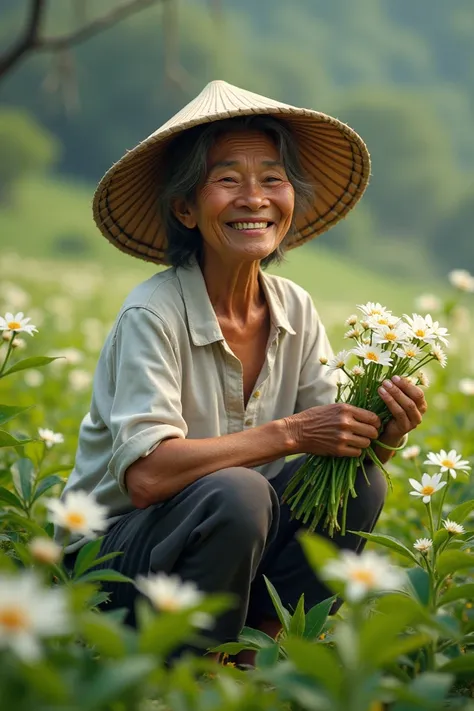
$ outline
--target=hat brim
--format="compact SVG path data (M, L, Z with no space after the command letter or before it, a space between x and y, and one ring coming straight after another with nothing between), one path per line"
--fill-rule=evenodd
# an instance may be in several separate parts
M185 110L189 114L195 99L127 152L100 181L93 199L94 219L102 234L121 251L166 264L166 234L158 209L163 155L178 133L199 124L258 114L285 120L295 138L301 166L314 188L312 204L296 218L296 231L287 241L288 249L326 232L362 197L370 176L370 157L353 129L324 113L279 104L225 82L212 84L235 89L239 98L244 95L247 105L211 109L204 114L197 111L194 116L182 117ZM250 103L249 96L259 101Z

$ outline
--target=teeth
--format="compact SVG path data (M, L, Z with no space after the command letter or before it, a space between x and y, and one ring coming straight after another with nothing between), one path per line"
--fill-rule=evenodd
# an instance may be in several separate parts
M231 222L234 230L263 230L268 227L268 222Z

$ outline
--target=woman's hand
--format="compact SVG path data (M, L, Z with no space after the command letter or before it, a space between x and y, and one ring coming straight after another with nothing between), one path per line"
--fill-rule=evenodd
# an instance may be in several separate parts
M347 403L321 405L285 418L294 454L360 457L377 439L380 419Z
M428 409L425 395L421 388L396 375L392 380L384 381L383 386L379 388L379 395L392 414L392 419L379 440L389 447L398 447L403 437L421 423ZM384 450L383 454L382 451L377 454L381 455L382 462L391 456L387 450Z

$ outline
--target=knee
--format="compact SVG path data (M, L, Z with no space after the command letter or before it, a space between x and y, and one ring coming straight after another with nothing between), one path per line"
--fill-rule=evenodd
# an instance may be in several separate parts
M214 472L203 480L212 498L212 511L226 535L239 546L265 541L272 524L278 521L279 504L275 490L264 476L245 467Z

▶ [What is expected]:
From start to finish, output the listing exactly, but omit its pictures.

▶ [Response area]:
$ outline
--target=hat brim
--format="compact SVG path data (M, L, Z with no space after the command letter or before it, a space between x and y, and one ring coming straight after another with nothing between), one path per line"
--fill-rule=evenodd
# an instance may be in several separate parts
M185 110L189 114L195 99L127 152L100 181L93 199L94 219L102 234L121 251L166 264L166 234L158 209L163 155L178 133L199 124L258 114L285 120L295 138L301 166L314 188L312 204L296 218L296 231L287 241L288 249L326 232L362 197L370 176L370 157L353 129L324 113L279 104L225 82L212 84L235 89L239 98L244 95L247 105L211 109L204 114L197 111L194 116L182 117ZM250 103L249 96L259 101Z

$ outline
--target=teeth
--format="compact SVG path data (M, L, Z with no space after the command letter or before it, a space between x and y, and one ring coming straight after another with nothing between), one path per line"
--fill-rule=evenodd
# an instance may be in several separate parts
M231 222L234 230L263 230L268 227L268 222Z

$ outline
--target=woman's hand
--format="compact SVG path data (M, L, Z with no space after the command letter or before it, a space between x and y, and one ring coming straight after another with nothing between), one path per line"
--fill-rule=evenodd
# an instance may be in several separate parts
M347 403L321 405L285 418L294 454L360 457L377 439L380 419Z
M428 409L425 395L421 388L396 375L392 380L384 381L383 386L379 388L379 395L392 414L392 419L379 440L389 447L398 447L403 437L421 423ZM384 450L383 454L382 451L377 454L381 455L382 462L391 456L387 450Z

$ outline
--target=knee
--format="compact SVG path data (M, L, Z with no space after the command letter or before it, a space between x and y, and one ring coming straight after another with nothing between), one path per line"
--fill-rule=evenodd
# an instance may be in several separate parts
M214 472L203 480L212 498L212 511L226 535L239 546L265 541L272 524L278 521L279 504L275 490L264 476L245 467Z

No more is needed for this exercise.